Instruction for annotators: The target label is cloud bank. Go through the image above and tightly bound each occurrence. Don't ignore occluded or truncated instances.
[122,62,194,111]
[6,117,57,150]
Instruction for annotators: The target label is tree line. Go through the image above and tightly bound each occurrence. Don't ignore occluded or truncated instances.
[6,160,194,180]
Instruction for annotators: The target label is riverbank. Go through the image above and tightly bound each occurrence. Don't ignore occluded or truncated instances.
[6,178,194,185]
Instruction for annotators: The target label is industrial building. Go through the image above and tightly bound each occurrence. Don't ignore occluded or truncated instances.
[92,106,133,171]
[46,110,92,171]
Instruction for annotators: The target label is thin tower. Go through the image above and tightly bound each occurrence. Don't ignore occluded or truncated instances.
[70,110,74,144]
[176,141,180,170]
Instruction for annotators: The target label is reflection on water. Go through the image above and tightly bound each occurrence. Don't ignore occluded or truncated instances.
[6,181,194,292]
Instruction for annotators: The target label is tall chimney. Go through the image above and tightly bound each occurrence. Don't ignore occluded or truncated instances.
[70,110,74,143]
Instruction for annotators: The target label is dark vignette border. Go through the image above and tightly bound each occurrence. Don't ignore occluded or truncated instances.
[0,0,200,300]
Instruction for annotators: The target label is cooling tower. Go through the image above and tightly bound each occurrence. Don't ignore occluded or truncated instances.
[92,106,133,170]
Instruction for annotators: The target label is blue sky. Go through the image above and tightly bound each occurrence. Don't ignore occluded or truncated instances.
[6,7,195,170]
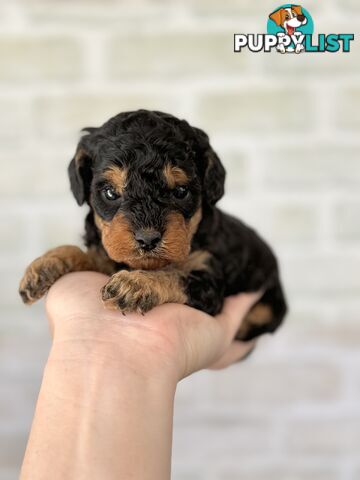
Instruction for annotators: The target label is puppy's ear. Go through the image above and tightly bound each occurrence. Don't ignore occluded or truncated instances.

************

__What is needed__: Rewrite the lines from the one containing "Instruction for annotators: The target label is dark" through the last line, replacing "occluded" with "hidden" and keeping everything else the same. Omit the pictures from your answer.

__Response to this exercise__:
Instruction for annotators: The target label is dark vignette border. Go through the image above and tightly bound each occurrence. Don't ignore hidden or truncated instances.
[0,0,200,300]
Instruction for annotators: The target label is cooling tower. Go through the image above and tightly bound each occurrence. Don't ignore hidden or truncated instances.
[92,106,133,170]
Instruction for annotators: The target label is blue sky. Go through the image above and tightly bound each occurrence. Don't ignore hidden or truncated instances.
[6,7,195,170]
Instruction for annotators: The target label is puppy's ear. Go through the image above and tightly bound each occurrence. Don't ignore hidden or truncated instances.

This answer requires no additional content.